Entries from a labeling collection
::::::::::

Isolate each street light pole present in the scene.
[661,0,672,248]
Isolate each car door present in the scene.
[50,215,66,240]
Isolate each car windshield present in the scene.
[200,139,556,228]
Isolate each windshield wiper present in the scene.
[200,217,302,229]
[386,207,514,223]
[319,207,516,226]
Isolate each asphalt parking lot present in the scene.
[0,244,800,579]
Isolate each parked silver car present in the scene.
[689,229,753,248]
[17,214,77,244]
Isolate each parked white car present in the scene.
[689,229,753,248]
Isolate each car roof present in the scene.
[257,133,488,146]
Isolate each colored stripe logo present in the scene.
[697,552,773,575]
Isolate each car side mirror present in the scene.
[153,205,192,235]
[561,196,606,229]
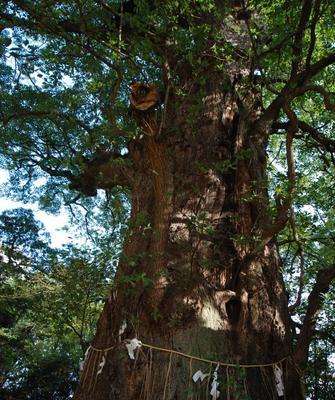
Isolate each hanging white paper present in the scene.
[79,346,91,372]
[192,369,209,383]
[126,338,142,360]
[119,321,127,340]
[273,365,285,397]
[210,364,220,400]
[97,355,106,376]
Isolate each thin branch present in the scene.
[288,207,305,314]
[3,110,91,133]
[290,0,313,79]
[306,0,321,69]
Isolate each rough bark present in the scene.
[75,73,302,400]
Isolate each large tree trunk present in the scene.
[75,72,303,400]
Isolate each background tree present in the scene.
[0,208,114,399]
[0,0,335,399]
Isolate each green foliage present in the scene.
[0,0,335,399]
[0,209,110,400]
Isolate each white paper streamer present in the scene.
[192,369,209,383]
[273,365,285,397]
[210,364,220,400]
[126,338,142,360]
[119,321,127,341]
[79,346,91,372]
[97,355,106,376]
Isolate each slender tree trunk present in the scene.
[75,73,303,400]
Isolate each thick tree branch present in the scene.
[306,0,321,69]
[288,207,305,314]
[290,0,313,80]
[69,150,135,196]
[250,53,335,140]
[294,264,335,369]
[262,100,298,245]
[272,120,335,153]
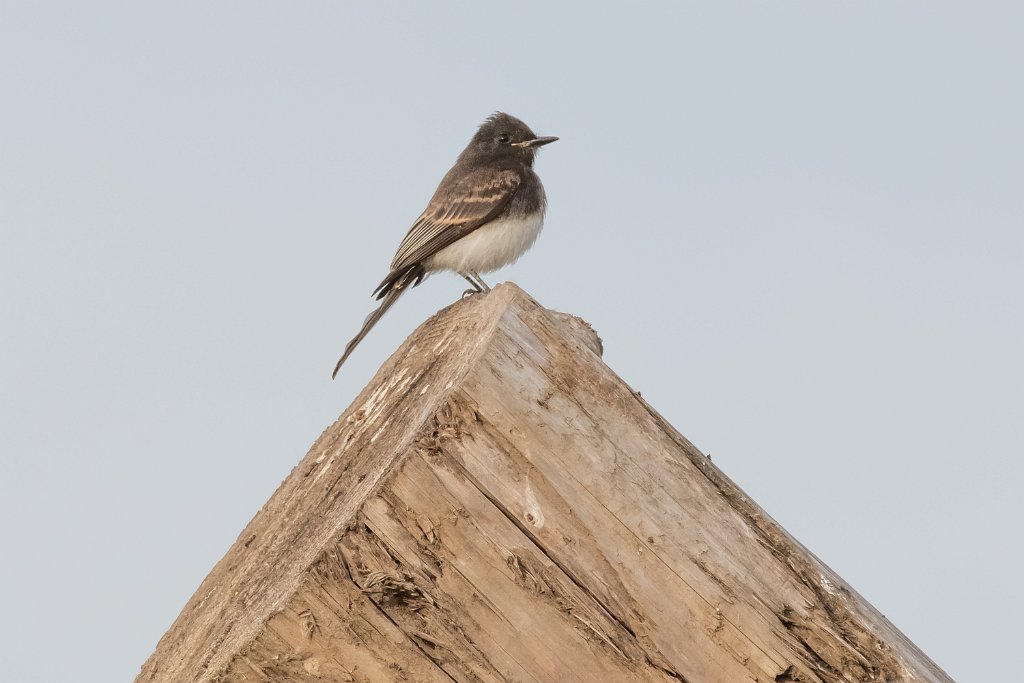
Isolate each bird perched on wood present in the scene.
[331,112,558,378]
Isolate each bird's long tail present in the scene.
[331,265,426,379]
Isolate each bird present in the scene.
[331,112,558,379]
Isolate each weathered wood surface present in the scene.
[136,285,950,683]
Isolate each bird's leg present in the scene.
[469,270,490,294]
[462,270,490,298]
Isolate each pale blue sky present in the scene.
[0,2,1024,683]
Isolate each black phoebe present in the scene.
[331,112,558,378]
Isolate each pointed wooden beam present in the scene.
[136,284,950,683]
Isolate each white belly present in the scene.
[424,214,544,273]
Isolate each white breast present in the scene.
[424,214,544,273]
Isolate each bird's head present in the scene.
[463,112,558,164]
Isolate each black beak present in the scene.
[512,135,558,147]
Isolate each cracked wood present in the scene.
[136,285,949,683]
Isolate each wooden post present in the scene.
[136,284,950,683]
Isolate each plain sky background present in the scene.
[0,1,1024,683]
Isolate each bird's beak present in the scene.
[512,135,558,147]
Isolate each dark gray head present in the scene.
[460,112,558,165]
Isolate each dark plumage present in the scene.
[332,112,558,377]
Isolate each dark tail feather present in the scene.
[331,265,426,379]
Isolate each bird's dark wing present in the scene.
[385,169,522,282]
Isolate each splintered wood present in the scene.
[136,285,950,683]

::::::::::

*Task prompt*: List every line in the listing above that contains the string "beak", treating uppercase and lowercase as different.

*Exercise answer*:
Isolate each black beak present in the scene.
Isolate each bird's beak present in the scene.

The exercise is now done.